=== Data to examine ===

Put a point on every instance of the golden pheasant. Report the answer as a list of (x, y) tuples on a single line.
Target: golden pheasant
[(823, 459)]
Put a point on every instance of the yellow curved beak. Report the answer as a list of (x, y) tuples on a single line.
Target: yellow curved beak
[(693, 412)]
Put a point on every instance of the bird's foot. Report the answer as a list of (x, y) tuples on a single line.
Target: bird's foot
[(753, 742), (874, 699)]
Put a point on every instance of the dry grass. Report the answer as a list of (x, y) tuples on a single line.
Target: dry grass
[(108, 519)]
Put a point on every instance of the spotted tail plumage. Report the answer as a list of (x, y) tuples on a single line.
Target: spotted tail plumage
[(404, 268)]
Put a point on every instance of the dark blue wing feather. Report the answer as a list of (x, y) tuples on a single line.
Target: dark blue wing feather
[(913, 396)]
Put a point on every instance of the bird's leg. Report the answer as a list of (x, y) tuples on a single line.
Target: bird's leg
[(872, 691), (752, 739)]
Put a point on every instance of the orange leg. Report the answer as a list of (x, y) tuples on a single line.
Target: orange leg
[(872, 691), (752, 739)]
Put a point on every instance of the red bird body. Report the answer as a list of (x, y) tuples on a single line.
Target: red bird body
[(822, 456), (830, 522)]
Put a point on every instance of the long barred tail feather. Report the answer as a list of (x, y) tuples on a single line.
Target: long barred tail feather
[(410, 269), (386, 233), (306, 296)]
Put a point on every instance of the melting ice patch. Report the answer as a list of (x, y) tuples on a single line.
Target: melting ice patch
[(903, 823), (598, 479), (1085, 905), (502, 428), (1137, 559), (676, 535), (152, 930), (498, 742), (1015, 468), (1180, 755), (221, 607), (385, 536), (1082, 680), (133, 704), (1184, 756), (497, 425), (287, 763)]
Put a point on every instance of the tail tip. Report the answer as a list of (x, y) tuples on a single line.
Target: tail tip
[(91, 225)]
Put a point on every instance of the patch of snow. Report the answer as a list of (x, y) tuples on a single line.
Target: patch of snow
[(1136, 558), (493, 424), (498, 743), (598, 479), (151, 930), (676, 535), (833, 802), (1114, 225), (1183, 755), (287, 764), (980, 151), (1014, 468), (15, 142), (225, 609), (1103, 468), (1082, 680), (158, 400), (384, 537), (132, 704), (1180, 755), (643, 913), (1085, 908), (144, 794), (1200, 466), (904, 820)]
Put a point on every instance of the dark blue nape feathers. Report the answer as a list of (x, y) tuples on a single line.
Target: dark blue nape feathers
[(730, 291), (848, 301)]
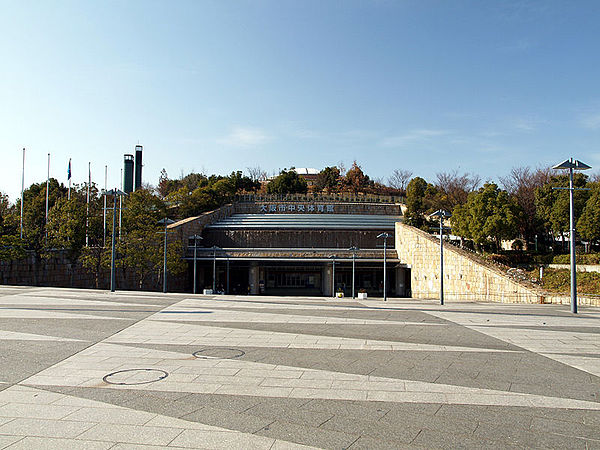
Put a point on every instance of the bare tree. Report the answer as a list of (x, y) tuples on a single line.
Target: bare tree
[(256, 173), (456, 187), (399, 179), (522, 183)]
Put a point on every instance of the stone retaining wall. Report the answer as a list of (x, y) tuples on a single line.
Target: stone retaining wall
[(465, 278)]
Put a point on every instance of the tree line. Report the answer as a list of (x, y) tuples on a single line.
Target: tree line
[(525, 206)]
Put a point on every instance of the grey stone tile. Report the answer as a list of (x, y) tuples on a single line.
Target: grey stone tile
[(437, 439), (315, 437), (245, 423), (368, 443), (289, 413), (347, 408), (377, 429), (545, 425), (430, 422), (518, 437)]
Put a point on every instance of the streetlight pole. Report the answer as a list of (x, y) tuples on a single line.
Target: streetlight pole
[(353, 248), (572, 164), (384, 236), (166, 221), (333, 276), (195, 238), (442, 215), (114, 193), (214, 269)]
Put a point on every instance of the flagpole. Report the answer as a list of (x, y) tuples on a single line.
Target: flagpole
[(22, 190), (120, 204), (47, 188), (105, 178), (69, 176), (87, 208)]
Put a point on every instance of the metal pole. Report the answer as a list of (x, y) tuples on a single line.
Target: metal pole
[(69, 194), (22, 191), (104, 226), (120, 204), (227, 289), (112, 257), (384, 267), (87, 208), (47, 188), (441, 260), (214, 269), (353, 263), (572, 226), (195, 249), (333, 277), (165, 258)]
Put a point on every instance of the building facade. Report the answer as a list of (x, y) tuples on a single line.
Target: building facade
[(309, 247)]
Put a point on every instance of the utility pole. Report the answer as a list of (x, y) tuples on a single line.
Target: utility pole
[(353, 248), (22, 191), (385, 236), (442, 215), (166, 221), (572, 164)]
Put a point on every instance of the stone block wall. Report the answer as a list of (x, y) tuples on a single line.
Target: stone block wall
[(465, 278), (58, 271)]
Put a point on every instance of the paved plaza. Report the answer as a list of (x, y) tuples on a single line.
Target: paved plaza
[(130, 370)]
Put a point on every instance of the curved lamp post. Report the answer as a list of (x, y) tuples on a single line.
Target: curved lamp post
[(195, 238), (571, 165), (114, 193), (385, 237), (442, 215), (166, 221)]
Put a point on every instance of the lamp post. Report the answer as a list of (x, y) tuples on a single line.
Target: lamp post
[(571, 165), (166, 221), (215, 248), (442, 215), (385, 236), (333, 275), (353, 249), (195, 238), (114, 193)]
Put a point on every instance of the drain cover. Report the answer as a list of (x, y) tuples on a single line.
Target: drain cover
[(135, 376), (219, 353)]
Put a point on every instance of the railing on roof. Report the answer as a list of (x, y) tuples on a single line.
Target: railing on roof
[(344, 197)]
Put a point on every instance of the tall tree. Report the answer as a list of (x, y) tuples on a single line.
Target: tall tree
[(415, 202), (588, 224), (489, 213), (522, 183), (328, 179), (356, 180), (399, 179), (287, 182)]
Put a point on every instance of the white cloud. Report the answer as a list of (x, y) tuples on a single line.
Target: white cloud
[(245, 137), (591, 121), (422, 134), (527, 123)]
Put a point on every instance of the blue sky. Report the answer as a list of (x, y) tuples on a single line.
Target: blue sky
[(217, 86)]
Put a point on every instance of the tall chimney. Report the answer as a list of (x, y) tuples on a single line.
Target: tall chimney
[(138, 167), (128, 173)]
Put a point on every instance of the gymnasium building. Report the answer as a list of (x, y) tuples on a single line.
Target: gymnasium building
[(296, 245)]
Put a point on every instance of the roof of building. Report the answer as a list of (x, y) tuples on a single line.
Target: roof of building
[(307, 221)]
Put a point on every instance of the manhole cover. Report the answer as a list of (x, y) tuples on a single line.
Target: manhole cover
[(219, 353), (135, 376)]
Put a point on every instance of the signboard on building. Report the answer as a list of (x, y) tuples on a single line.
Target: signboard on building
[(296, 208)]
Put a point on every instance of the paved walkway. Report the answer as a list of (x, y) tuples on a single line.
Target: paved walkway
[(91, 369)]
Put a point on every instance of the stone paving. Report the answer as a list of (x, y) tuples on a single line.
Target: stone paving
[(129, 370)]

===

Please make an exact copy of the lines from the one holding "Put a point on every instance of the signboard" through the final line of the records above, nothing more.

**Response:**
Put a point on every instance of the signboard on building. Report the answer as a list of (x, y) tuples on a single line.
Target: signboard on building
[(296, 208)]
Put a point on every instance of the paved walkway. Report the answer as a list of (x, y) tuples on a single line.
Target: paved walkway
[(91, 369)]
Put a point on every instance of the stone paving. Report the answer as a list of (x, y) tuples on a single line.
Target: stone paving
[(129, 370)]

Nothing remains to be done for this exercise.